### Prompt
Collect every line of the entries that contains the word "player", and copy each one out in full. Case counts.

### Entries supplied
+++++
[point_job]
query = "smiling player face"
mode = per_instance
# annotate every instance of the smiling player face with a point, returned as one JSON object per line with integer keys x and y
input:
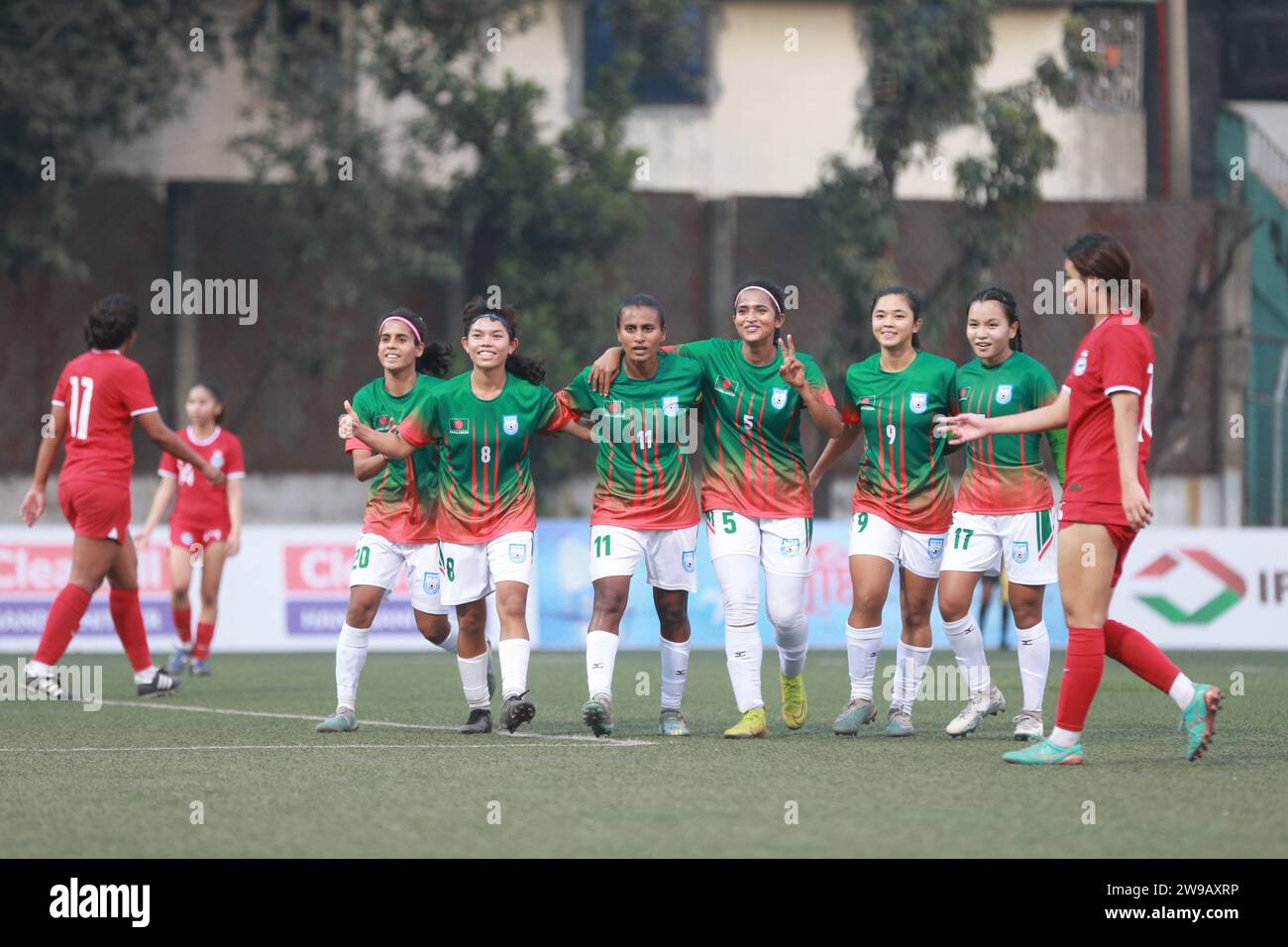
{"x": 755, "y": 316}
{"x": 988, "y": 331}
{"x": 488, "y": 343}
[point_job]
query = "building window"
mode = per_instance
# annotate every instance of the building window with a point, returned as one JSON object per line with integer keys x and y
{"x": 673, "y": 73}
{"x": 1120, "y": 35}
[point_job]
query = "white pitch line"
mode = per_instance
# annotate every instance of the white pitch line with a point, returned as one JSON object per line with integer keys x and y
{"x": 574, "y": 737}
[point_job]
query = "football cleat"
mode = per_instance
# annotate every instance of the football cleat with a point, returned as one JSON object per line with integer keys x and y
{"x": 516, "y": 710}
{"x": 160, "y": 684}
{"x": 597, "y": 715}
{"x": 980, "y": 705}
{"x": 1028, "y": 725}
{"x": 178, "y": 661}
{"x": 480, "y": 720}
{"x": 340, "y": 722}
{"x": 671, "y": 723}
{"x": 752, "y": 724}
{"x": 795, "y": 703}
{"x": 1046, "y": 754}
{"x": 900, "y": 722}
{"x": 857, "y": 712}
{"x": 1199, "y": 719}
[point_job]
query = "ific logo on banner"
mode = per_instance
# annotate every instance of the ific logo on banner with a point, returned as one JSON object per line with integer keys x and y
{"x": 1211, "y": 609}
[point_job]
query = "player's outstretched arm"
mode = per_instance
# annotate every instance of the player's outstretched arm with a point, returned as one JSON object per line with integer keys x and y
{"x": 382, "y": 442}
{"x": 34, "y": 502}
{"x": 166, "y": 488}
{"x": 171, "y": 444}
{"x": 832, "y": 451}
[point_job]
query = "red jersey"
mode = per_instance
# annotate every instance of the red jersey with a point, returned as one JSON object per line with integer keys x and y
{"x": 200, "y": 501}
{"x": 103, "y": 392}
{"x": 1116, "y": 356}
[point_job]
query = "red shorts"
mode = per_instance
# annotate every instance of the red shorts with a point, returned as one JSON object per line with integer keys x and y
{"x": 1122, "y": 538}
{"x": 187, "y": 534}
{"x": 97, "y": 510}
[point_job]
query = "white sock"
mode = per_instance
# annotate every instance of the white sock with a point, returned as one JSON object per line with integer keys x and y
{"x": 600, "y": 654}
{"x": 1034, "y": 664}
{"x": 743, "y": 655}
{"x": 475, "y": 681}
{"x": 910, "y": 663}
{"x": 1064, "y": 738}
{"x": 1181, "y": 690}
{"x": 449, "y": 643}
{"x": 514, "y": 665}
{"x": 675, "y": 672}
{"x": 351, "y": 654}
{"x": 967, "y": 643}
{"x": 862, "y": 646}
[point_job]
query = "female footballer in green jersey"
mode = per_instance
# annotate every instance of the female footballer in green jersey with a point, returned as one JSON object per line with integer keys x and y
{"x": 483, "y": 421}
{"x": 398, "y": 527}
{"x": 903, "y": 501}
{"x": 1003, "y": 515}
{"x": 644, "y": 508}
{"x": 755, "y": 491}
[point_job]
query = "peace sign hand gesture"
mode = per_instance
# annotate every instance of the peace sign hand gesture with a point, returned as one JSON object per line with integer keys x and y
{"x": 793, "y": 369}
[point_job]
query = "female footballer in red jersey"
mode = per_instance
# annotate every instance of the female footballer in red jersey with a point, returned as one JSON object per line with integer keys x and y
{"x": 1106, "y": 402}
{"x": 903, "y": 502}
{"x": 206, "y": 522}
{"x": 755, "y": 492}
{"x": 484, "y": 421}
{"x": 95, "y": 402}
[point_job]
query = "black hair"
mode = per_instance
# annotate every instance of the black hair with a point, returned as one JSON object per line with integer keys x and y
{"x": 772, "y": 289}
{"x": 913, "y": 303}
{"x": 1103, "y": 257}
{"x": 645, "y": 302}
{"x": 111, "y": 322}
{"x": 217, "y": 394}
{"x": 437, "y": 357}
{"x": 520, "y": 367}
{"x": 996, "y": 294}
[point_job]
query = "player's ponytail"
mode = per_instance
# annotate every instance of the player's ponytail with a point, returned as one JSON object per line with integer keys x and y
+++++
### Response for this exercise
query = "smiling player face"
# annotate every instance of the smiling player face with a point, returned as one JSON object per line with integer keys x and y
query = "player's outstretched arm"
# annotate every instance of the player's outstretched arm with a point, returned as one JSON object per line with integer keys x and y
query = "player's ponytail"
# annotate every instance of the player's ponytail with a point, returned as one JSON object per line with integer keys x and y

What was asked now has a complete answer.